--- Start of Input material ---

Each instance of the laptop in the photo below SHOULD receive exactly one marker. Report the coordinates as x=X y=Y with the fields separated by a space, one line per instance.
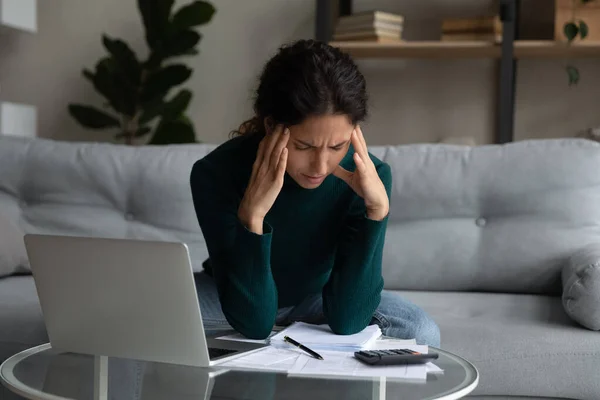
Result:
x=124 y=298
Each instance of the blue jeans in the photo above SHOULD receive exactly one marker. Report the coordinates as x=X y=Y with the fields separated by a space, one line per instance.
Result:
x=397 y=317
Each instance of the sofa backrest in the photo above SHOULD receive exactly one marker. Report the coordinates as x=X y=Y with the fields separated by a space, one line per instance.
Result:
x=101 y=189
x=488 y=218
x=499 y=218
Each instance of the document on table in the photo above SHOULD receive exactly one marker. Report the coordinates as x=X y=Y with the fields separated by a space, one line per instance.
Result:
x=321 y=337
x=238 y=337
x=267 y=359
x=345 y=364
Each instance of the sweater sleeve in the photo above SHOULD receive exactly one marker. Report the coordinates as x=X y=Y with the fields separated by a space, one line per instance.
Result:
x=240 y=259
x=353 y=291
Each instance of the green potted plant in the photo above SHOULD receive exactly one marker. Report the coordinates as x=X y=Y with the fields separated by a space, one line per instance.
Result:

--- End of Input material ---

### What is needed
Turn the lines above into a numbered list, starting with the line that contains "Each instance of the blue" and going on through the line that contains "x=499 y=218", both included. Leave out any blank lines.

### Response below
1. Each instance of the blue jeans in the photo above SHOULD receive exactly one marker. Report the coordinates as x=X y=Y with the fields separated by a space, one line per instance.
2. Result:
3. x=397 y=317
4. Each instance of the sofa backrest in the photo above SHOULD receive exactly one marker. Report the coordinates as x=X y=Y with the fields separated by a space, one line per instance.
5. Result:
6. x=101 y=189
7. x=488 y=218
8. x=499 y=218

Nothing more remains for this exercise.